### What you have to do
Reproduce all of the data below, instruction lines included, offsetting each bounding-box coordinate in the answers by adding 11. Leave the instructions and their sample coordinates unchanged.

### Provided entries
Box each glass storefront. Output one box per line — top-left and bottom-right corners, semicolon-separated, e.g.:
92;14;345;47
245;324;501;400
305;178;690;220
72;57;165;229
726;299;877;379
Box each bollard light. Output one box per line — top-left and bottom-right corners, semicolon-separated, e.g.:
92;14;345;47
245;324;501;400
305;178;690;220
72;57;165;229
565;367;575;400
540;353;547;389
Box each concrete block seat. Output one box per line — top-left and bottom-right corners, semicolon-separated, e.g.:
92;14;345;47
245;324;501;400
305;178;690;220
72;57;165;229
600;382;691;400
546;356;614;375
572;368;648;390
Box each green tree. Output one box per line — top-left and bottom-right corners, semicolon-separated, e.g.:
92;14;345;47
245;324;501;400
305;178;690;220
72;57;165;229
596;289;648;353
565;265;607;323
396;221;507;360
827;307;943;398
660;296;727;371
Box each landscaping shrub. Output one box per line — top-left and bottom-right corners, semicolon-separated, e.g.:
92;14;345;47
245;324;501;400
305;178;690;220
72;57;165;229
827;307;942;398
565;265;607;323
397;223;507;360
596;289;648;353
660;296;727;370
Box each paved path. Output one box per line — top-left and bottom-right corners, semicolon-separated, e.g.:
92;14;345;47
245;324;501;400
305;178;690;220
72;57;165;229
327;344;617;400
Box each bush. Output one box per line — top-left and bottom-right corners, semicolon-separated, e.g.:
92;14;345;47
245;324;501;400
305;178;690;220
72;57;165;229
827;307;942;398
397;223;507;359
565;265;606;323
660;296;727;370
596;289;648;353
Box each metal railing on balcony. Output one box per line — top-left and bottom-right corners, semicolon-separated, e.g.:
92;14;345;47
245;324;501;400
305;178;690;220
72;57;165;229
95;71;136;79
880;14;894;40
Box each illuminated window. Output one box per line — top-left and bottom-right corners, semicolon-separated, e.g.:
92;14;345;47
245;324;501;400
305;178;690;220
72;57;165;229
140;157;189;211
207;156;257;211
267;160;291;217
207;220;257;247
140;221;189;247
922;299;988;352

### Response to the task
Box each glass storefront. Output one box per line — top-left and bottom-right corners, semicolon-separated, e.g.:
92;14;345;47
245;324;501;400
305;178;690;220
72;57;165;229
737;310;888;390
Box each bollard light. Output one box per line — top-left and bottom-right corners, semicolon-separated, e.g.:
92;14;345;47
245;324;501;400
305;178;690;220
72;57;165;229
576;378;586;411
551;364;558;400
Box each concrete block seat. Output one box per line — top-left and bottom-right corners, semicolon-separated, e.g.:
92;14;345;47
245;324;501;400
305;178;690;220
72;57;165;229
611;393;702;411
557;367;625;386
583;379;659;401
Box each green tree. Output one box per line — top-left and bottom-right corners, semicolon-separated, e.g.:
92;14;345;47
245;324;501;400
305;178;690;220
72;57;165;229
607;300;659;364
576;276;618;334
407;232;518;371
838;318;954;409
671;307;738;382
Box each landscaping shrub. Output one box per line — top-left and bottom-right corners, semicolon-separated, e.g.:
92;14;345;47
245;324;501;400
305;178;690;220
72;57;165;229
838;318;953;409
576;276;618;334
408;234;518;371
607;300;659;364
671;307;738;381
Box each paved path. Output one box per line — top-left and bottom-right corners, semicolon-separated, e.g.:
92;14;345;47
245;324;501;400
305;178;690;220
72;57;165;229
338;355;628;411
Box each bush. Output one box per line — top-left and bottom-right corners, semicolon-separated, e.g.:
92;14;345;47
245;324;501;400
305;178;690;220
72;57;165;229
838;318;953;409
408;234;518;370
576;276;617;334
671;307;738;381
607;300;659;364
Box each metal railing on balcony. Output one box per line — top-left and bottom-right corners, semicolon-separated, e.g.:
92;14;345;47
245;324;501;400
305;178;690;220
72;57;165;229
106;82;147;90
891;25;905;51
Box each illuminated window. Output one box per line — top-left and bottom-right corners, semicolon-separated, e.g.:
92;14;345;47
245;324;501;400
305;178;690;220
72;57;165;229
151;168;200;222
218;167;268;222
278;171;302;228
218;231;268;258
151;232;200;258
933;310;999;363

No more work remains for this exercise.